-- Information given --
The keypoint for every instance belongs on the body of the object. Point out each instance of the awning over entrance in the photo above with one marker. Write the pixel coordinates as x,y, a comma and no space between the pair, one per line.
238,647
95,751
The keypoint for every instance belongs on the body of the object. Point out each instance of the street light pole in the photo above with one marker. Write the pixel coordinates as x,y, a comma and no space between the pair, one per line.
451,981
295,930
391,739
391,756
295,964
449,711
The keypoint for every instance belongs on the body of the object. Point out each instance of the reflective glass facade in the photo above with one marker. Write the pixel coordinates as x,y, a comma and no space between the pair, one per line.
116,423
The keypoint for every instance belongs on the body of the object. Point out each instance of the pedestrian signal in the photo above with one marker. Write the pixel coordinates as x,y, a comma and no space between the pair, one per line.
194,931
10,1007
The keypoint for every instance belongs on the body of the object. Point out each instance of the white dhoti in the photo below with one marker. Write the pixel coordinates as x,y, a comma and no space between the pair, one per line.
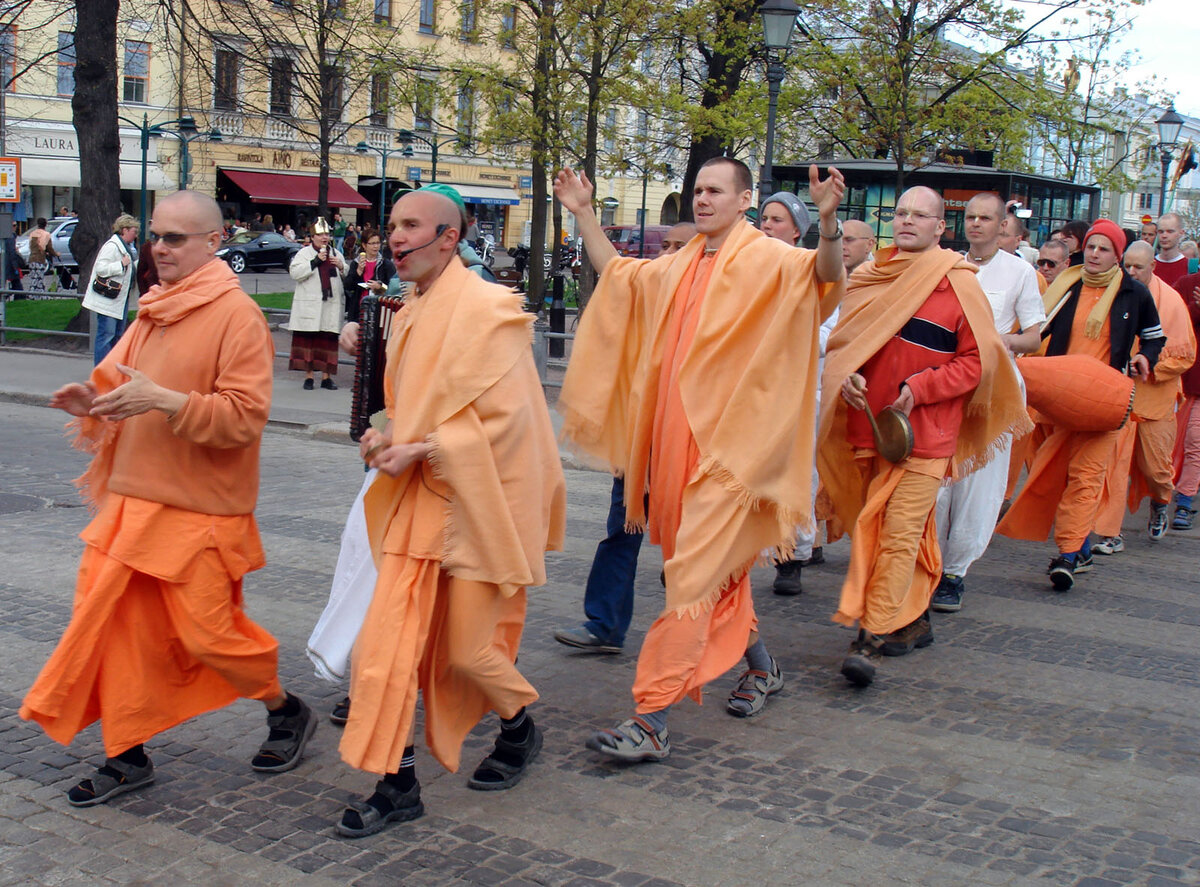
354,581
967,511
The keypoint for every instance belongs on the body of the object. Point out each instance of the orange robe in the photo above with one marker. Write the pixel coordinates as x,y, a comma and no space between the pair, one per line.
457,538
705,393
1067,477
157,633
895,561
1147,444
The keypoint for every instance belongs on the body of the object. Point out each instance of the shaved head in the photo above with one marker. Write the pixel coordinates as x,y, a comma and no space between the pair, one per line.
929,199
199,208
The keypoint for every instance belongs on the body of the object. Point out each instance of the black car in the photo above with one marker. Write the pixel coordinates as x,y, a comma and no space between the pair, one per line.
249,250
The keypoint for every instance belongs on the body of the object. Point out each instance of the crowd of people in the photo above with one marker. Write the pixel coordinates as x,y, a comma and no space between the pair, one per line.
745,393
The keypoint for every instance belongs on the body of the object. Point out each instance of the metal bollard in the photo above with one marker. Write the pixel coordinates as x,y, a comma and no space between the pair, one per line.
539,348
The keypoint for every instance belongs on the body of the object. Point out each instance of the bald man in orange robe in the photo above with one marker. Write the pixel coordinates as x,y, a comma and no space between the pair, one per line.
468,499
173,418
1144,460
694,376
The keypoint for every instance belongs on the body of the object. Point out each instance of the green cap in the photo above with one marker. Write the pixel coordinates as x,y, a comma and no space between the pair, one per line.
448,192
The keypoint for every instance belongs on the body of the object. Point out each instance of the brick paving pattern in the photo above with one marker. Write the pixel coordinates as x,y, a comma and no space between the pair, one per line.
1044,738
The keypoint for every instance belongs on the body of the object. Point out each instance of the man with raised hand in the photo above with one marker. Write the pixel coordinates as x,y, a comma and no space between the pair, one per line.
967,509
1143,465
173,417
918,335
695,379
468,499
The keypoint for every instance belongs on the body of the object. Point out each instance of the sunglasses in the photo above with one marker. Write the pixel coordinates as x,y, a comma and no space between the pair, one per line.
174,240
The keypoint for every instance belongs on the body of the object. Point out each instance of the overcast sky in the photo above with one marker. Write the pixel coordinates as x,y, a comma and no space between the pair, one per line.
1167,34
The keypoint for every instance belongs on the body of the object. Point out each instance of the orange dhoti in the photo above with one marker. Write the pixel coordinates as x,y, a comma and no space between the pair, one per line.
894,558
1063,489
157,634
1146,445
456,639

-- Written exercise --
Please scale the rows that begin at the line containing "of the overcast" and stop after the last row, writing every line out again with its request. Multiply each x,y pixel coordinate in the answers by 1.95 and round it to a whole number, with halves going up.

-- Output for this exercise --
The keypoint for every instance belongs on the body of the object. Point out each instance of the overcast sky in the photo above with one marker. Write the pixel coordinates as x,y, a comma and no space between the pair, one per line.
2276,66
The keypoint for every instance belongs on the body of the object. Point out each instance of the orange dhoti in the photo above with one marker. Write the pixel coordinates as x,y, a comma and no space between the pair, one per line.
1743,1088
2073,954
306,1236
2235,868
889,1246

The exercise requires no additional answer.